▶ [WHAT YOU HAVE TO DO]: Output the records exactly. Include every line.

Stored items
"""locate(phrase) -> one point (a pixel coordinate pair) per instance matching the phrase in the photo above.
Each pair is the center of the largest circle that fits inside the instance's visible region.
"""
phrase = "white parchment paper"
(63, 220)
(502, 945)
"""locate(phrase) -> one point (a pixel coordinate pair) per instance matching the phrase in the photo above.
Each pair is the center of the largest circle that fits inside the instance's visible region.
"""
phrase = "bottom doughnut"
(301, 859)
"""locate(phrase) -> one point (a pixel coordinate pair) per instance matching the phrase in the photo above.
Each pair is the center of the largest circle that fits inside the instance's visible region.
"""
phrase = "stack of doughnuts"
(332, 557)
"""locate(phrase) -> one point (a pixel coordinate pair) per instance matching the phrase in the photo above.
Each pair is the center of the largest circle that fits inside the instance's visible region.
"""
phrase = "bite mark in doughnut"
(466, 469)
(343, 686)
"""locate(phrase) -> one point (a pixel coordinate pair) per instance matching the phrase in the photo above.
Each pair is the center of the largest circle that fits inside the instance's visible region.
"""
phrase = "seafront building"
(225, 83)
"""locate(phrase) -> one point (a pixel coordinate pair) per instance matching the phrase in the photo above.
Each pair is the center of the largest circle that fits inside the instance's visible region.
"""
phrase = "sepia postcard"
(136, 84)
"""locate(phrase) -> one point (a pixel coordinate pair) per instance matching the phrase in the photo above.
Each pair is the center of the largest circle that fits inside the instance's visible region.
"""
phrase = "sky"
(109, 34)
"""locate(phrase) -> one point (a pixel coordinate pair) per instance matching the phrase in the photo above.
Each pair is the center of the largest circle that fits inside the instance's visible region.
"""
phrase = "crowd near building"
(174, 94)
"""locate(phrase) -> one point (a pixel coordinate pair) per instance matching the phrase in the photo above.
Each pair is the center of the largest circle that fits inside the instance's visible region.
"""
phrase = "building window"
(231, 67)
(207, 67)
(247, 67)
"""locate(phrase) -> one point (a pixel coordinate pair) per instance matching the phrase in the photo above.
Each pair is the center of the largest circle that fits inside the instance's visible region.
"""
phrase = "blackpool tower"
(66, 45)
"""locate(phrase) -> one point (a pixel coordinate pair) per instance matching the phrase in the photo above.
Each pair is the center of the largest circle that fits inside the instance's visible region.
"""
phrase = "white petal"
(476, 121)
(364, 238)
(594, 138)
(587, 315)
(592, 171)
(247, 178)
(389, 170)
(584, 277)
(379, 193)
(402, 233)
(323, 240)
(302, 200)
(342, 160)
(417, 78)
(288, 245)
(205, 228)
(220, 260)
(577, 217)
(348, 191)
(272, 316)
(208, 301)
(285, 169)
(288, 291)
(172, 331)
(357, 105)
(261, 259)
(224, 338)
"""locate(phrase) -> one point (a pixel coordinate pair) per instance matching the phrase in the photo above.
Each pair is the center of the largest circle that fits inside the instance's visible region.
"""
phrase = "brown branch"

▶ [YOUR SOLUTION]:
"""locate(phrase) -> one point (a pixel coordinate pair) per instance matching the phrase in the photo above.
Each pair is the center of the largest circle that fits inside the instance's visible region.
"""
phrase = "white parchment paper"
(63, 220)
(502, 945)
"""locate(phrase) -> one point (a pixel coordinate pair) per instance matching the phrase in the photo above.
Each pair is the center of the largest circle that fits inside the instance's visible region.
"""
phrase = "bottom doughnut"
(301, 859)
"""locate(phrase) -> one point (a pixel coordinate pair) per instance matching the phrase in the photo above.
Each pair is the center of the largest circle that fits inside the instance's visible region.
"""
phrase = "stack of doughnuts"
(332, 557)
"""locate(phrase) -> one point (a pixel coordinate pair) per instance matching the phrase in the photo above.
Each pair is the center of the largest circle that fits inside the instance's visible region.
"""
phrase = "bite mark in doughnut"
(466, 469)
(343, 686)
"""locate(phrase) -> one point (a pixel coordinate pair) per instance matching the phrase in the photo above.
Each pair is the center of the largest circle that fits inside the instance's visible region.
"""
phrase = "seafront building"
(225, 83)
"""locate(phrase) -> one point (a pixel coordinate pair) per instance matching the phrase in the photo above.
Each pair is the center of the largest circle that fits inside the instance's visible region.
"""
phrase = "sepia postcard"
(136, 84)
"""locate(phrase) -> one point (a pixel coordinate pair) per instance matching the phrase in the photo above.
Each pair is the center of the largest circle that fits inside the instance's visible region.
"""
phrase = "sky"
(109, 34)
"""locate(phrase) -> one point (a pixel coordinate pair) per instance matching the phrase in the photo above.
Each pair is the center of the largest circle that fits inside the instance's visible region.
"""
phrase = "crowd near building"
(174, 94)
"""locate(phrase) -> one point (a pixel coordinate pair) per instance matching the phrase in the photo above.
Each pair is the center of the largest circle that fits inside the instance's visible region.
"""
phrase = "building window"
(231, 67)
(207, 67)
(247, 67)
"""locate(phrase) -> one point (a pixel coordinate pair) per instance matching the phrase in the photo above.
Each pair is the center of the largest circle that fits inside the instance's visible region.
"""
phrase = "blackpool tower"
(66, 45)
"""locate(phrase) -> one point (a pixel coordinate pair) per instance matching the phrase in the photo above.
Each pair is the center of the largest circle that fits inside the instance's visible region.
"""
phrase = "white petal"
(476, 121)
(364, 238)
(594, 138)
(587, 315)
(592, 171)
(247, 178)
(389, 170)
(584, 277)
(379, 193)
(402, 233)
(323, 240)
(302, 200)
(342, 160)
(417, 78)
(288, 245)
(205, 228)
(220, 260)
(577, 217)
(348, 191)
(272, 316)
(208, 301)
(285, 169)
(288, 291)
(172, 331)
(357, 105)
(261, 259)
(224, 338)
"""locate(phrase) -> one point (a pixel coordinate pair) per instance matching the phrase in the photo above.
Each pair is the center of the largest circle that fits inside the instance's visible region.
"""
phrase = "brown branch"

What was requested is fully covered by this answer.